Actions to take:
1 – Using the film score review, answer each question:
(a) Which Tchaikovsky piece accompanies the romance between Jeanne and Andreas?
(b) In the orchestration of the Rachmaninov prelude, which instrument first takes the lowest (lefthand) piano notes?
(c) In what year was the music of "The Internationale" composed?
2 – Can you repeat, word for word, everything in the film score review from "Other familiar pieces" down to "fresh and alive."?

Page extract:
One of the pleasures of listening to scores based on musical compilations is recognizing familiar pieces, and hearing how they are (re)arranged to suit the film. Two of the main themes in the film are well-known pieces by well-known composers. The piece associated with the romance between Jeanne (Édith Jéhanne) and Andreas (Uno Henning) is “June”, from Tchaikovsky’s piano suite The Seasons (op. 37a, 1875-76). In Thewes’s score, this piece—a barcarolle—becomes a warm, mellow, melancholy theme taken up by the strings and supported by the Hammond organ. The organ might suggest a matrimonial—if not religious—tone to such a piece; no doubt it does in this score, but I think the distinctive timbre of the Hammond also offers something else. Its use in prog rock and pop music brings in a very different context than a pipe organ would from the context of theatre or church. (When, in later scenes, it is used in combination with an electric base, the Hammond also brings in the context of horror films.) One might say the Hammond organ is a secular counterpart to traditional pipe organs. Its use in the orchestration of Tchaikovsky’s “June” might hint at religious matrimony but it does so only within the context of secular music: a classical melody rendered on a popular instrument. Its timbre also (to my ears) heightens the sense of melancholy. We first hear the piece when Jeanne is staring into the dark, remembering time spent with the absent Andreas; this music is not just an expression of love, but of love lost or love yet to be fulfilled.

Another recurring theme is the music used for the villain of the film, Khalibiev (played by the deliciously repellent Fritz Rasp). For this, the score uses Rachmaninov’s Prelude no. 5 in G minor (from the op. 23 preludes, 1901-03). The orchestration emphasizes the sinister, irregular gait of the music: with the equivalent of the lowest (lefthand) notes from the piano taken by the bassoon and soon strengthened with brass. Later, Thewes allows the piano to join the orchestra, turning the prelude into a kind of concerto. If the “June” motif is an unpretentious, accessible theme for the lovers, the more flamboyant (more overtly “classical”) Rachmaninov prelude reflects the sinister pretensions of Khalibiev, who poses as a kind of exiled Russian aristocrat.

Other familiar pieces in the score are more radically reworked. “The Internationale” anthem (music composed in 1888) is cited several times. This well-worn tune takes on a new dimension thanks to the way Thewes uses Hammond organ, drums, and brass in his score: there’s suddenly a narrative drive to the music, one that makes it more than a recitation of the anthem’s own themes. The melody becomes threatening (for the battle scenes), boisterous (for the Bolshevik courtroom), and celebratory (for the flashback to Jeanne’s first sight of Andreas). The variations in tempo and orchestration transform what can be a slow, turgid piece (designed for the accompaniment of text, after all, not images) into exciting, thrilling music that sounds fresh and alive.

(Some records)

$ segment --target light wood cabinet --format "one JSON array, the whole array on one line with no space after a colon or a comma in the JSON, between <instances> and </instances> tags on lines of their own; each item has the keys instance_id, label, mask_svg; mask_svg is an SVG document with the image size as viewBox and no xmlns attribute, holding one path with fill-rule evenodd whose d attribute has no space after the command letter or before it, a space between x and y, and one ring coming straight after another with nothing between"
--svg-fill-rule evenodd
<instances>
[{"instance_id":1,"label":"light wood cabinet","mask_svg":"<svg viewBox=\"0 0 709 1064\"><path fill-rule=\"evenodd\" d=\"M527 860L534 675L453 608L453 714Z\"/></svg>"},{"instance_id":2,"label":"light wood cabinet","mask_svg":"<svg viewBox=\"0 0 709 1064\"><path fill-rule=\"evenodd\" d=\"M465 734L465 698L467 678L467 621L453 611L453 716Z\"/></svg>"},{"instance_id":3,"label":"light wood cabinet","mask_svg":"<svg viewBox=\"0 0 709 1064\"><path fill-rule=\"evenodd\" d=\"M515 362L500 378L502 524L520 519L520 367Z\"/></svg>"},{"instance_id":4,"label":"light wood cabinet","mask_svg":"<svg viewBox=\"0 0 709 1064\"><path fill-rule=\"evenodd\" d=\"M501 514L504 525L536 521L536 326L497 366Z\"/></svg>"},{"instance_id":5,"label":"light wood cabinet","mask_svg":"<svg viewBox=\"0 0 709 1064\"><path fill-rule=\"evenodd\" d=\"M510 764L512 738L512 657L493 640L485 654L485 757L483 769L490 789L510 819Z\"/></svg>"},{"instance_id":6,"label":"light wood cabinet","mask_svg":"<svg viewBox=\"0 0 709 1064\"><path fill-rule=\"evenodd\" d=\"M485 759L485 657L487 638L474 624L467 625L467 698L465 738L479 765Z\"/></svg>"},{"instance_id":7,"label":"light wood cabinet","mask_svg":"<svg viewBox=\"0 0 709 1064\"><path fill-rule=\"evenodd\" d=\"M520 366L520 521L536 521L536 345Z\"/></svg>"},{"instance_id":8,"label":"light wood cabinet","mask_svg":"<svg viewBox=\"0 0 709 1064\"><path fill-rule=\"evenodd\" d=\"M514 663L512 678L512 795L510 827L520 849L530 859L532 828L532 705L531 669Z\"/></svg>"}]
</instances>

Answers for the tasks:
1 –
(a) "June," from the piano suite The Seasons
(b) The bassoon
(c) 1888

2 –
Other familiar pieces in the score are more radically reworked. “The Internationale” anthem (music composed in 1888) is cited several times. This well-worn tune takes on a new dimension thanks to the way Thewes uses Hammond organ, drums, and brass in his score: there’s suddenly a narrative drive to the music, one that makes it more than a recitation of the anthem’s own themes. The melody becomes threatening (for the battle scenes), boisterous (for the Bolshevik courtroom), and celebratory (for the flashback to Jeanne’s first sight of Andreas). The variations in tempo and orchestration transform what can be a slow, turgid piece (designed for the accompaniment of text, after all, not images) into exciting, thrilling music that sounds fresh and alive.